> MATERIAL TO PROCESS

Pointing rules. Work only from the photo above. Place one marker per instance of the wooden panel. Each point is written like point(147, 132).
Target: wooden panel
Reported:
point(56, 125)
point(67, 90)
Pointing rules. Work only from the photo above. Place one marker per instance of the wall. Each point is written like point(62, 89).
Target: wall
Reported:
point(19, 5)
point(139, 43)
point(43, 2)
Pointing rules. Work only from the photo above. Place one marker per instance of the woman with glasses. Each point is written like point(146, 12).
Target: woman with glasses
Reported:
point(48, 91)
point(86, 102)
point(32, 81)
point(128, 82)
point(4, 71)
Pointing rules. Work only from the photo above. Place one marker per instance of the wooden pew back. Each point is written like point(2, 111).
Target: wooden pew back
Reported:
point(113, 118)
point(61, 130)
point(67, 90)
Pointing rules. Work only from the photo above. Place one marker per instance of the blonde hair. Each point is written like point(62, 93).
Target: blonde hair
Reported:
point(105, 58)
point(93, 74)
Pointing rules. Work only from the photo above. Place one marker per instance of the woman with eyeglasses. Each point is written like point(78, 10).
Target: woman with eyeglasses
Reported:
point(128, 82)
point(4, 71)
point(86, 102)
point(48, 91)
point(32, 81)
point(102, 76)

==

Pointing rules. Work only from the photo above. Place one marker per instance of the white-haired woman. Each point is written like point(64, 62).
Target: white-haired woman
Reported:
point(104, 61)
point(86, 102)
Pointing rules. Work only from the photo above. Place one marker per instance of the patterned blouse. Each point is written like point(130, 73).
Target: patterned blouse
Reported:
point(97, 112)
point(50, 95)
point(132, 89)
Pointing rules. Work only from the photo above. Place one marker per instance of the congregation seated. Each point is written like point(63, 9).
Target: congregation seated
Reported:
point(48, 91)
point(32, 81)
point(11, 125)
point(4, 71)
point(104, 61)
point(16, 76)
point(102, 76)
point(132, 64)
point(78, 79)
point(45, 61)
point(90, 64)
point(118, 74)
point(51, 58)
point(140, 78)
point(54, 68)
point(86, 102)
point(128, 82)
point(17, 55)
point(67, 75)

> TASK PROMPT
Copy the lines above word for word, starting with the line that contains "like point(147, 132)." and stopping after the line that contains "point(93, 74)".

> RESULT OF THIS EXERCISE
Pointing rules. Work only from the photo above. Place one marker per instance of the wooden panel. Each point is written like point(147, 132).
Target: wooden panel
Reported:
point(56, 125)
point(67, 90)
Pointing rules. Work only from the photo above. Place one marker per instance of the wall. Each point is written like point(62, 89).
Target: wall
Reported:
point(19, 5)
point(139, 43)
point(43, 2)
Pointing rules. Work only from the photo above. Place one marker per instance of the woman with glasses. Each point is written like point(146, 12).
Target: woman with glasses
Reported:
point(48, 91)
point(86, 102)
point(32, 81)
point(128, 82)
point(4, 71)
Pointing rules. Work only from the photo above. Place one marker per instance of the wooden pew back. Each point is written like point(2, 111).
Target: wooden pew back
Reported:
point(113, 118)
point(61, 130)
point(67, 90)
Pointing rules. Work only from the photo above. Place one marker per instance of the blonde hair. Each point is written like point(62, 93).
Target: blonde hair
Reported:
point(105, 58)
point(93, 74)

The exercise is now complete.